### Given data

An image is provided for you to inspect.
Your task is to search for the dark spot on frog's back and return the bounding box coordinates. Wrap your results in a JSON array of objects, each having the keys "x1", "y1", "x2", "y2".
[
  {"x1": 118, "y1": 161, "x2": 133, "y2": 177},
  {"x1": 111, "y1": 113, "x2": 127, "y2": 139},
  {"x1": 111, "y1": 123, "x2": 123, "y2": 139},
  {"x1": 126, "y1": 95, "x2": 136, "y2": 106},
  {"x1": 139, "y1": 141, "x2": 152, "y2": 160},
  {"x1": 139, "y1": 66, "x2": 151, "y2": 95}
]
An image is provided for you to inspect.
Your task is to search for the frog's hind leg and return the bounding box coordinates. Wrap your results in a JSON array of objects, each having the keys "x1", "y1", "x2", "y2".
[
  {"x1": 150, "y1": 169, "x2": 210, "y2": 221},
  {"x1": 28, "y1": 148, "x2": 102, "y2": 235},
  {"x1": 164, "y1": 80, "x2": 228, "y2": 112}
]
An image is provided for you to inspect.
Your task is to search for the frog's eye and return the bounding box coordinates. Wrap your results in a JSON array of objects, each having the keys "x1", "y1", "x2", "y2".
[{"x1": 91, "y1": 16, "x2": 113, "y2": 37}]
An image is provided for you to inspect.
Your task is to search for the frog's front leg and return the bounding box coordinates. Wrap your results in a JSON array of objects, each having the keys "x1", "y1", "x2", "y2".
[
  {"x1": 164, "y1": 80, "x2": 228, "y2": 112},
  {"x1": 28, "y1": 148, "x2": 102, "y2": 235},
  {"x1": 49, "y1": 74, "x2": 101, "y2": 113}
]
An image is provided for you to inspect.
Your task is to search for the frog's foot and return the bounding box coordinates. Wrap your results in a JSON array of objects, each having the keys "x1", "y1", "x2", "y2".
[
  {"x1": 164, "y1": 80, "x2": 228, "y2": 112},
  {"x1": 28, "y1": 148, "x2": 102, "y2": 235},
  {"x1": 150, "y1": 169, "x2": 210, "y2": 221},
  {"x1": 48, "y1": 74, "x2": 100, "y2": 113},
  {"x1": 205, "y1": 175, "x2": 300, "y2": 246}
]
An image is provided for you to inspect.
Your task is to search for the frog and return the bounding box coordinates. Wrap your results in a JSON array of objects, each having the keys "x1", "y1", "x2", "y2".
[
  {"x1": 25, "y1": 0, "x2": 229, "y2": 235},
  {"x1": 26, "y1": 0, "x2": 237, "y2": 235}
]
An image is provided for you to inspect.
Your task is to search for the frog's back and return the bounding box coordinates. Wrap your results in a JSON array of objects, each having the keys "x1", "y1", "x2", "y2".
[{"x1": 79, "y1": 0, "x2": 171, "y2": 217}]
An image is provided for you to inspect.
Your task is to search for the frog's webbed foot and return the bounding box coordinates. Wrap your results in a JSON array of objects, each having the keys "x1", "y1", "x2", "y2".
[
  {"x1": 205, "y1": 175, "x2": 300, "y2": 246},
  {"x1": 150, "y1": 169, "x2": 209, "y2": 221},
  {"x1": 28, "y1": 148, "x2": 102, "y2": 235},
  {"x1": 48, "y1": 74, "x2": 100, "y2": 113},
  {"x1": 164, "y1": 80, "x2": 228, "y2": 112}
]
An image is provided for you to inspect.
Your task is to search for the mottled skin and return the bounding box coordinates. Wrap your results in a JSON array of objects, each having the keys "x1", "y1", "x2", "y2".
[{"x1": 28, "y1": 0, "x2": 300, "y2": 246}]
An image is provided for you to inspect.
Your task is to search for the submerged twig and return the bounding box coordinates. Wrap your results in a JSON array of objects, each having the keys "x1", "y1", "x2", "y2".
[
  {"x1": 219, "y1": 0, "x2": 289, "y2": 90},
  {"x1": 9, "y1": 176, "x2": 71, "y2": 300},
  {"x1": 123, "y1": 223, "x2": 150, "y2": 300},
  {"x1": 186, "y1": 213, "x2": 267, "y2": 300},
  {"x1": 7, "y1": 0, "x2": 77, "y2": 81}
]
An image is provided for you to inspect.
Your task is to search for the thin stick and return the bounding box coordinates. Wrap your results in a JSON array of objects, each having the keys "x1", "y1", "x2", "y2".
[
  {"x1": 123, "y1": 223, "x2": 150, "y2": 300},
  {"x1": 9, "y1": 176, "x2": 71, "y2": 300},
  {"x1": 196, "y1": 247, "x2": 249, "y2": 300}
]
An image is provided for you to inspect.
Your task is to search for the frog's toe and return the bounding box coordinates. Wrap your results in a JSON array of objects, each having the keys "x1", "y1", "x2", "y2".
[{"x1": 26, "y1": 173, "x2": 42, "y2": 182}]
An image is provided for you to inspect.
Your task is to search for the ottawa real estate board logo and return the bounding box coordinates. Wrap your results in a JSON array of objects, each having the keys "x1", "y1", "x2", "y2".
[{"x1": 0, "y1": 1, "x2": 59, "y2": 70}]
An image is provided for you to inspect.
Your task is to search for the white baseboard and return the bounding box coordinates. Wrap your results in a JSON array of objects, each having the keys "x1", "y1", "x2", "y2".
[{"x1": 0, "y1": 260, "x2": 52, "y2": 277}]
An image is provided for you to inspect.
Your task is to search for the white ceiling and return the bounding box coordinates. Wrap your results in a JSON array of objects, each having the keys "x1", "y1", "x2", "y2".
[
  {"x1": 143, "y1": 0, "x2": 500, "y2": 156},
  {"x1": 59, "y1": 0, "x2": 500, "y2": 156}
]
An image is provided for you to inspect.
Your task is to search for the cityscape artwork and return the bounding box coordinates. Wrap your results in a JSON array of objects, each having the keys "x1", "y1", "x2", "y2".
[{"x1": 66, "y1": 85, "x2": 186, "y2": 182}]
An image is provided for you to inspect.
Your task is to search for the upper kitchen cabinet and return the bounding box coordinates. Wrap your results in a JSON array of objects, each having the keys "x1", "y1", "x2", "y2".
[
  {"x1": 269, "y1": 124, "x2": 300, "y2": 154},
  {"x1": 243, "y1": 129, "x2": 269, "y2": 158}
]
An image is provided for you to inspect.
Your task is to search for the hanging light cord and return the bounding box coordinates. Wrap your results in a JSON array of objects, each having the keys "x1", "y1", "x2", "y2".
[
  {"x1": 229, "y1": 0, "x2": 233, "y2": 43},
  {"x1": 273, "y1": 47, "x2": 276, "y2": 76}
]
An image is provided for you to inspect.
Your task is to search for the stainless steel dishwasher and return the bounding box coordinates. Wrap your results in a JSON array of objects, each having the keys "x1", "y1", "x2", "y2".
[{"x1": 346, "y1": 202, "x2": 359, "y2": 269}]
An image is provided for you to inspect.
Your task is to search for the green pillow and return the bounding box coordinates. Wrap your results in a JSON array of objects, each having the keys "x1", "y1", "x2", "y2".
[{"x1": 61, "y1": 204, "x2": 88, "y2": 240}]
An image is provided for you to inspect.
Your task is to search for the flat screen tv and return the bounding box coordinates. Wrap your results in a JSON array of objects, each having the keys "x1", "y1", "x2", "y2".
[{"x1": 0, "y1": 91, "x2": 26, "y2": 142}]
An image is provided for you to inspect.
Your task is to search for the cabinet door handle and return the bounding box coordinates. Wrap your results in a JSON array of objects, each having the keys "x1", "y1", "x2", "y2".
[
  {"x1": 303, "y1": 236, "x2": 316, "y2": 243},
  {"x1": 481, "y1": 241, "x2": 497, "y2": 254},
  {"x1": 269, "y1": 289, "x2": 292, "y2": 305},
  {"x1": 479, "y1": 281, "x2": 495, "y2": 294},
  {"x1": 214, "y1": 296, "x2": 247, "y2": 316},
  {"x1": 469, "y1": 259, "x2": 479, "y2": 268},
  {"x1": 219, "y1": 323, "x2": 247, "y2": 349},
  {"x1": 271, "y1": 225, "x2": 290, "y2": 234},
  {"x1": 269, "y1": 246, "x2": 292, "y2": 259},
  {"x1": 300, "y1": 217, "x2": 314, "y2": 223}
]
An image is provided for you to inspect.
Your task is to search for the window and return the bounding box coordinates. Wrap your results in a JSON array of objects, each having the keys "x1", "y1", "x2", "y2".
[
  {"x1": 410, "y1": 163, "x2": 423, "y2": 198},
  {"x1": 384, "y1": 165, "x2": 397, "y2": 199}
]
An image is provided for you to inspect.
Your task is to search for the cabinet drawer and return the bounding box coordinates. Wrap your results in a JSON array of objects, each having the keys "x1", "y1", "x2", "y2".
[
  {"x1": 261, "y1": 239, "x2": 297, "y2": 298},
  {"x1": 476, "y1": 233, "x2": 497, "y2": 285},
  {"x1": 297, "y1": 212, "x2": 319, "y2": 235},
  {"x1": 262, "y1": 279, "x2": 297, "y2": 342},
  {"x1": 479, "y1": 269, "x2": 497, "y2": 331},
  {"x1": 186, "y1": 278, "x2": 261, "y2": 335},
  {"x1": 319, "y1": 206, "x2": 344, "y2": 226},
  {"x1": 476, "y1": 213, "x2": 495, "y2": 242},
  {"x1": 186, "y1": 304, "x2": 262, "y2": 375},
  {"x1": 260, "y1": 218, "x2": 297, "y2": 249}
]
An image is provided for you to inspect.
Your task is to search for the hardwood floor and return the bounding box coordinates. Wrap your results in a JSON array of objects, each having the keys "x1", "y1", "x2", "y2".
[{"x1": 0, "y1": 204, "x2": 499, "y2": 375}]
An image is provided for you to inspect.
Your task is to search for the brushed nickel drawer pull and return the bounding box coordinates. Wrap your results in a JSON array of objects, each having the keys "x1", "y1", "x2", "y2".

### What to do
Please list every line of the records above that contains the word "hardwood", copying each line in full.

### Final result
Your task is to search for the hardwood floor and return the bounding box coordinates. Wrap your results in a JSON array of objects, each having the keys "x1", "y1", "x2", "y2".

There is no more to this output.